* START *

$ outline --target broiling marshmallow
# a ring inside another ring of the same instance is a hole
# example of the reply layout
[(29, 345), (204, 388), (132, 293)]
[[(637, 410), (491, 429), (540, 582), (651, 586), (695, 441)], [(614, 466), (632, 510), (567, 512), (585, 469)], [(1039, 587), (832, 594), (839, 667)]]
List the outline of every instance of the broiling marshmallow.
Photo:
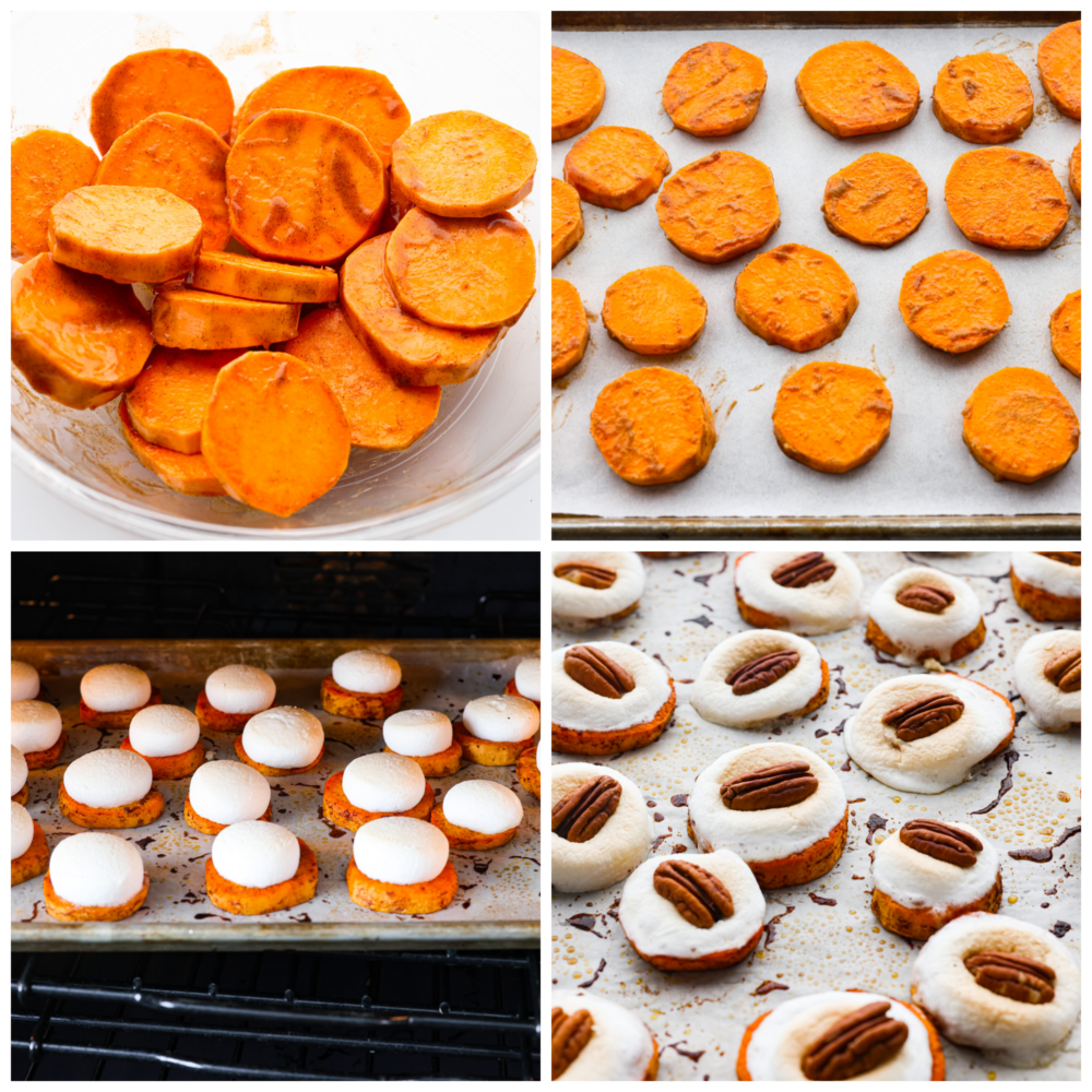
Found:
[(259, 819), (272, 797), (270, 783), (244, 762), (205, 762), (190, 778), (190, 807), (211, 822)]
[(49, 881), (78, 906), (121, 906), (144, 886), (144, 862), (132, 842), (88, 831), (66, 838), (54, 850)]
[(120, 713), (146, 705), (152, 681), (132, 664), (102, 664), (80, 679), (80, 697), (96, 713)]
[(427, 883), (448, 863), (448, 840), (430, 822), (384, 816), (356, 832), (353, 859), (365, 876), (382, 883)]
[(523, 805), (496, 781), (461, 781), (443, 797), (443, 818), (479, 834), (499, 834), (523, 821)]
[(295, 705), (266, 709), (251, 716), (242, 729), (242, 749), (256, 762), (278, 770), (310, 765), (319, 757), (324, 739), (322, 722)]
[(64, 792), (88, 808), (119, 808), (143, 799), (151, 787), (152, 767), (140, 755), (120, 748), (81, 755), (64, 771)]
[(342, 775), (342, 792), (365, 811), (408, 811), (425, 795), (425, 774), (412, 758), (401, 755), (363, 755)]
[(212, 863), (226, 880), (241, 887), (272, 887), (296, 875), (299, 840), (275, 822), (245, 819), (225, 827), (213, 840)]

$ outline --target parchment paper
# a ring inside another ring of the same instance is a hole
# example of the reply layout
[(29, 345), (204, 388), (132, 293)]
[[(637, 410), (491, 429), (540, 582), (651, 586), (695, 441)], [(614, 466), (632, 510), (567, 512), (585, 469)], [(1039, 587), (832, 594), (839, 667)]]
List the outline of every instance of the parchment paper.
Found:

* END *

Direction
Pull out each line of the entries above that contains the string "outline". Matching is case-sensitive.

Result for this exercise
$ outline --target broiling marshmallow
List the outline of every instance of the broiling marshmallow.
$ outline --target parchment paper
List the outline of every instance of the parchment paper.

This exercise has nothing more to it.